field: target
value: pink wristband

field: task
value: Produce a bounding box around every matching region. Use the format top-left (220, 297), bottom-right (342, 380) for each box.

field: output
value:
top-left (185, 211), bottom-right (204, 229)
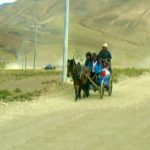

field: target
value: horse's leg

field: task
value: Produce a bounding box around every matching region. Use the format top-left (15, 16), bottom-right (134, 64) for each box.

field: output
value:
top-left (78, 85), bottom-right (81, 99)
top-left (74, 84), bottom-right (78, 100)
top-left (82, 84), bottom-right (86, 98)
top-left (86, 82), bottom-right (90, 97)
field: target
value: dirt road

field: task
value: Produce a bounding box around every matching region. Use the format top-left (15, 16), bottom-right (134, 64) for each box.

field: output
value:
top-left (0, 74), bottom-right (150, 150)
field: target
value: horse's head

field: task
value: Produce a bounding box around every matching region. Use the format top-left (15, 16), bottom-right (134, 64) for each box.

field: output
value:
top-left (67, 59), bottom-right (76, 77)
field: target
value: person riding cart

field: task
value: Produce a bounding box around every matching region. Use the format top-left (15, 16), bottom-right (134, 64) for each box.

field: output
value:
top-left (98, 43), bottom-right (112, 72)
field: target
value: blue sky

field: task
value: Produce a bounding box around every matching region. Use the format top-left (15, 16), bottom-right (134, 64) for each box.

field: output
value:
top-left (0, 0), bottom-right (17, 5)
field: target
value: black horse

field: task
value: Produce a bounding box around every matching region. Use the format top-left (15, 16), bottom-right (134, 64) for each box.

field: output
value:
top-left (67, 59), bottom-right (89, 100)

....................

*What you should do*
Can you express the records above as a two-column CSV headed label_query and box_output, with one row per record, its text in the first quoted field and its answer in the second, and line breaks turned into spaces? Leave the pictures out.

*Task answer*
label_query,box_output
"field: target value: pink wristband field: task value: Produce a bounding box around every matching region. Use the format top-left (220, 297), bottom-right (342, 380) for each box. field: output value:","top-left (185, 211), bottom-right (204, 229)"
"field: target value: horse's leg field: task value: Produce a bounding box around every matching region. Use the format top-left (15, 16), bottom-right (134, 64) for each box. field: output value:","top-left (78, 85), bottom-right (81, 99) top-left (74, 84), bottom-right (78, 100) top-left (82, 84), bottom-right (86, 98) top-left (86, 82), bottom-right (90, 97)"
"field: target value: dirt road field: task value: Produce a bounding box around every matching region. Use the format top-left (15, 16), bottom-right (134, 64) for each box. field: output value:","top-left (0, 74), bottom-right (150, 150)"
"field: target value: horse's head field: task value: Produce a bounding box around every matching region. Use the format top-left (15, 16), bottom-right (134, 64) for each box. field: output value:","top-left (67, 59), bottom-right (76, 77)"
"field: target value: person riding cart field: task value: Produce a bounding box around every matching region. Use the format top-left (15, 16), bottom-right (134, 64) for each box. field: output value:","top-left (98, 43), bottom-right (112, 72)"
"field: target value: blue sky field: task value: Produce a bounding box around every matching region. Use the format top-left (15, 16), bottom-right (134, 64) for each box. field: output value:","top-left (0, 0), bottom-right (17, 5)"
"field: target value: black horse field: task value: Produce a bounding box around every matching region. Use the format top-left (15, 16), bottom-right (134, 64) for each box. field: output value:","top-left (67, 59), bottom-right (89, 100)"